Quote the listing below word for word, stopping after the line that contains "Target: man's eyebrow".

++++++++++

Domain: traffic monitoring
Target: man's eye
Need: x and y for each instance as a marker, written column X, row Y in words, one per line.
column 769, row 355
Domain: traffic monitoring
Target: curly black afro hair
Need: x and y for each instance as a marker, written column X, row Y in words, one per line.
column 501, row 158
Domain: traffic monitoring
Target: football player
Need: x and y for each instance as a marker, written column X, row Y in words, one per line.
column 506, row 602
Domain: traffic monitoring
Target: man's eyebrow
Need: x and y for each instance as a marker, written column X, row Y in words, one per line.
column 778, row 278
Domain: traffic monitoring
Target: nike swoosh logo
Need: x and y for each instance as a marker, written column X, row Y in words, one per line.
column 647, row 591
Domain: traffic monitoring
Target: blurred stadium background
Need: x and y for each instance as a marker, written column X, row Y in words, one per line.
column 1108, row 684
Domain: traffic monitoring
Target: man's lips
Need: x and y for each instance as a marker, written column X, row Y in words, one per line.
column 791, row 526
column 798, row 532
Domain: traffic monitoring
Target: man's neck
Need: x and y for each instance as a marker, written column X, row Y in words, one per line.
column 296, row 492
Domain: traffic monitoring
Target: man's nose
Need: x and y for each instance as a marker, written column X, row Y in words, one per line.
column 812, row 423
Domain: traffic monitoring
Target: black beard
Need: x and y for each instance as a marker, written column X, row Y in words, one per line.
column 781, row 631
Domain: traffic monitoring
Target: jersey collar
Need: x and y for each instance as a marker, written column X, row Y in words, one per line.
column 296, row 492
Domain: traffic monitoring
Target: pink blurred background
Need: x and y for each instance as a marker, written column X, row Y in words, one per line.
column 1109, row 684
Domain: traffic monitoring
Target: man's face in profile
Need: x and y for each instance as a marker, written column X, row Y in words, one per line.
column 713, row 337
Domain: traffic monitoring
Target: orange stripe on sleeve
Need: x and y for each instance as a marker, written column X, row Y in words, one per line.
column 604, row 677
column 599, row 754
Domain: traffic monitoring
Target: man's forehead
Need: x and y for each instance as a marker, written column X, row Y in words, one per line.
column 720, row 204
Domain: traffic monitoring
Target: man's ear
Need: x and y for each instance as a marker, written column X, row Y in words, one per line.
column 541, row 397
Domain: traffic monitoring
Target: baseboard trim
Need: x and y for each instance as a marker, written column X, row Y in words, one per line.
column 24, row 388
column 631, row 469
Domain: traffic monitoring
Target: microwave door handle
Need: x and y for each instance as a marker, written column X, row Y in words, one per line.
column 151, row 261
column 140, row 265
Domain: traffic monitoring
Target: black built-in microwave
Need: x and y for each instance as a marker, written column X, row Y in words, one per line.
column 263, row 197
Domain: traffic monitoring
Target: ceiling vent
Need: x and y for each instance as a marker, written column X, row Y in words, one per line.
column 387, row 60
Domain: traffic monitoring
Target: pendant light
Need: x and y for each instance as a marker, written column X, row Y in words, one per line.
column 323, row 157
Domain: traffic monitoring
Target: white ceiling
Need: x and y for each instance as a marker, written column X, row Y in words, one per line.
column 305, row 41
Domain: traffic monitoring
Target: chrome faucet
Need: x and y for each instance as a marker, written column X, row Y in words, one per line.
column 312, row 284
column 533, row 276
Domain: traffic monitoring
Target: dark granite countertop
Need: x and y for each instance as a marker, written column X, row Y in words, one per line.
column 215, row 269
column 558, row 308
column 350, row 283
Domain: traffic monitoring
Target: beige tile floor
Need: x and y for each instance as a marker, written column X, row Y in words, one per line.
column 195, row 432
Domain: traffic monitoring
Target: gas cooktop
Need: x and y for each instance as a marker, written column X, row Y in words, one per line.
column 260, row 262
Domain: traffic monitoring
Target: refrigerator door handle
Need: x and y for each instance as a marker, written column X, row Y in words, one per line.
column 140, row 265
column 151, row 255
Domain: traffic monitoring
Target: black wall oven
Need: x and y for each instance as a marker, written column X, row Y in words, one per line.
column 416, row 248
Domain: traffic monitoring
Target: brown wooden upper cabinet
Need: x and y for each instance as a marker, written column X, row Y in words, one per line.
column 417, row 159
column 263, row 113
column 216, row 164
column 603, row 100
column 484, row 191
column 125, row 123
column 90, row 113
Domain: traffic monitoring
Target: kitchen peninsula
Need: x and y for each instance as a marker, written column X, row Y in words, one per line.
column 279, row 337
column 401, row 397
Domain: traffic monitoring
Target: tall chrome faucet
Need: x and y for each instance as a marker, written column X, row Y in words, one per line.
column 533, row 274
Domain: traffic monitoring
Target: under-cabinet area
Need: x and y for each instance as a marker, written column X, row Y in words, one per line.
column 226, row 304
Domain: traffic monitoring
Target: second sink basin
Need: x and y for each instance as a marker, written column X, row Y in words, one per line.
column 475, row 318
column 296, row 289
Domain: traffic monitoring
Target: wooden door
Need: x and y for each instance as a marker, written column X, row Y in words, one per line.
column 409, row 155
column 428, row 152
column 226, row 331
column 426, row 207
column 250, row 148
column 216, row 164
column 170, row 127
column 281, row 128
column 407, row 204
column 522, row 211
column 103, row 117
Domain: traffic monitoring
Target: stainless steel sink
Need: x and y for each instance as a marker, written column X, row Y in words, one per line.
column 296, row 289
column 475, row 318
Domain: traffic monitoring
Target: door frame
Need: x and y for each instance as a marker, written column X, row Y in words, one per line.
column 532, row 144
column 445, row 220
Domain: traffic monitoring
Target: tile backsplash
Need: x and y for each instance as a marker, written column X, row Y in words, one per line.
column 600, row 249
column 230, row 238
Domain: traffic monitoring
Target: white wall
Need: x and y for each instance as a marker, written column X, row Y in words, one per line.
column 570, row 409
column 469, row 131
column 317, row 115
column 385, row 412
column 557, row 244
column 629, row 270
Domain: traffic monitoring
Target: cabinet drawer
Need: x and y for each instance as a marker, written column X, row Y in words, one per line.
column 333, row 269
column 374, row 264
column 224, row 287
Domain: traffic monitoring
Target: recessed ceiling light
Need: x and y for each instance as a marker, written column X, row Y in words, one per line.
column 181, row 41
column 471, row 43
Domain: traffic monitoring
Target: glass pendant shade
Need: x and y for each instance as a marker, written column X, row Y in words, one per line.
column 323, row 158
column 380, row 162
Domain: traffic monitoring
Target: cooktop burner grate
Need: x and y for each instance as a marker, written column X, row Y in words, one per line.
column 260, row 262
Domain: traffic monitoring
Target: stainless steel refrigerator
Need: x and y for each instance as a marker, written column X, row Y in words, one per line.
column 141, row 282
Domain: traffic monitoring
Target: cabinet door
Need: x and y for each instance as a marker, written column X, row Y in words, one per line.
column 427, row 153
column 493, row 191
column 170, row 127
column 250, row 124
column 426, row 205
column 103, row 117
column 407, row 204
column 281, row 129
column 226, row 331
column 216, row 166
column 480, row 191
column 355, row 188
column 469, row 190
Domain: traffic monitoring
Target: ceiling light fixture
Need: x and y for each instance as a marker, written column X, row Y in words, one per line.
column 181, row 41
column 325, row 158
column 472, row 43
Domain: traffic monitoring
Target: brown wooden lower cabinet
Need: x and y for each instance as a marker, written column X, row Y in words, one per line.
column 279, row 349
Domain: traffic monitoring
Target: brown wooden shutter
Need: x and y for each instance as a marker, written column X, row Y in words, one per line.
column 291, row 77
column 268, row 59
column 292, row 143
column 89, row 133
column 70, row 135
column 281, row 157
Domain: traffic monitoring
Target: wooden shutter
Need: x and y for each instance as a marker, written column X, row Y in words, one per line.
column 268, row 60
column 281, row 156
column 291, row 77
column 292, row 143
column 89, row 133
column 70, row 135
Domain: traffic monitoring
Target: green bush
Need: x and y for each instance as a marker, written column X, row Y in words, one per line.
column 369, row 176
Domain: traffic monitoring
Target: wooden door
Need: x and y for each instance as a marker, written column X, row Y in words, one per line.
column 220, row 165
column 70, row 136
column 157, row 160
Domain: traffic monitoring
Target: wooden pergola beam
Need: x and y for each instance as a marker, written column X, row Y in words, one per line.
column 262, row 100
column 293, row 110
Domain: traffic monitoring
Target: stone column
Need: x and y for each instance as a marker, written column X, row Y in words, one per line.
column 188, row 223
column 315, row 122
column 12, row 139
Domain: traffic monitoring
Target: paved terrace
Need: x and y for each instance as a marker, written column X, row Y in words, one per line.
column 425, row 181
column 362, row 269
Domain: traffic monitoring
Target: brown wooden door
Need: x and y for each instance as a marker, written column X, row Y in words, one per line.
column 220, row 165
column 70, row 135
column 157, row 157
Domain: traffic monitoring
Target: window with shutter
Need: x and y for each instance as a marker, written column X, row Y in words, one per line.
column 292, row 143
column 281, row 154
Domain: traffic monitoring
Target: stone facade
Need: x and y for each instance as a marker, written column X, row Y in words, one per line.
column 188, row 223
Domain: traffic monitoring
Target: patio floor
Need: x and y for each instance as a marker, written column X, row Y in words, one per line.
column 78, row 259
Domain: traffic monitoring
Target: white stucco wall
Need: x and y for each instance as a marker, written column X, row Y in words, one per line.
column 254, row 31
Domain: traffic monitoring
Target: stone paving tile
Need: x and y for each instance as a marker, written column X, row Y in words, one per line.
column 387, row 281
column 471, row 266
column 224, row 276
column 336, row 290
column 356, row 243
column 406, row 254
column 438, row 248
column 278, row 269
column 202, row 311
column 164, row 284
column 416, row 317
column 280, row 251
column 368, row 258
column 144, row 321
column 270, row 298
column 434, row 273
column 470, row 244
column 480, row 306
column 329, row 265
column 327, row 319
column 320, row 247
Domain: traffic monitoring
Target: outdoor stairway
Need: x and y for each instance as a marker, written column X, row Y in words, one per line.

++++++++++

**Solution below:**
Domain: traffic monitoring
Target: man's eye
Need: x and y for each instance as a marker, written column X, row Y in words, one per line.
column 769, row 355
Domain: traffic monitoring
Target: curly black afro hair
Need: x and y for each instance as a marker, written column X, row Y in words, one per line.
column 501, row 158
Domain: traffic monitoring
Target: football player
Need: x and y for each instance as a marker, written column X, row Y in words, one per line.
column 506, row 602
Domain: traffic monitoring
Target: man's eyebrow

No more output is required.